REQUIRED WORK —
- 1) Render this sentence from the text on the peoples of Madagascar into Spanish: "Madagascar was probably uninhabited prior to Austronesian settlement in the early centuries AD."
- 2) Transcribe the text on the peoples of Madagascar word for word. Begin at the words "Madagascar was probably" and stop after "the Merina dialect.".

DOCUMENT SEGMENT —
*-*-*
The island of Madagascar is predominantly populated by people broadly classified as belonging to the Malagasy ethno-linguistic group. This group is further subdivided a number of ethnic groups, often into the standard eighteen. In addition, communities of Indians, Arabs and Somalis in Madagascar have long been established on the island and have assimilated into local communities to varying degrees, in some places having long since become identified "Malagasy" ethnic groups, and in others maintaining distinct identities and cultural separation. More recent arrivals include Europeans and Chinese immigrants.

Madagascar was probably uninhabited prior to Austronesian settlement in the early centuries AD. Austronesian (particularly Malay) features are most predominant in the central highlands peoples, while coastal peoples are phenotypically more East African, sometimes with minor Arab, Somali, European and Indian admixtures. The largest coastal groups are the Betsimisaraka (1,500,000) and the Tsimihety and Sakalava (700,000 each). Malagasy society has long been polarized between the politically and economically advantaged highlanders of the central plateaux and the people along the coast. For example, in the 1970s there was widespread opposition among coastal ethnics against the policy of "Malagasization" which intended to phase out the use of the French language in public life in favour of a more prominent position for the Malagasy language, whose orthography is based on the Merina dialect.
*-*-*
GIVEN INFORMATION —
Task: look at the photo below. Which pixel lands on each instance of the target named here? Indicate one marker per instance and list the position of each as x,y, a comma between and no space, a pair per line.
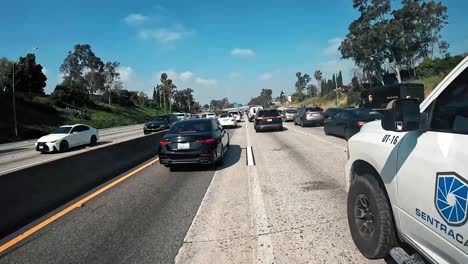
*-*-*
RESPONSES —
- 1) Madagascar probablemente estaba deshabitada antes del asentamiento austronesio de los primeros siglos de nuestra era.

- 2)
Madagascar was probably uninhabited prior to Austronesian settlement in the early centuries AD. Austronesian (particularly Malay) features are most predominant in the central highlands peoples, while coastal peoples are phenotypically more East African, sometimes with minor Arab, Somali, European and Indian admixtures. The largest coastal groups are the Betsimisaraka (1,500,000) and the Tsimihety and Sakalava (700,000 each). Malagasy society has long been polarized between the politically and economically advantaged highlanders of the central plateaux and the people along the coast. For example, in the 1970s there was widespread opposition among coastal ethnics against the policy of "Malagasization" which intended to phase out the use of the French language in public life in favour of a more prominent position for the Malagasy language, whose orthography is based on the Merina dialect.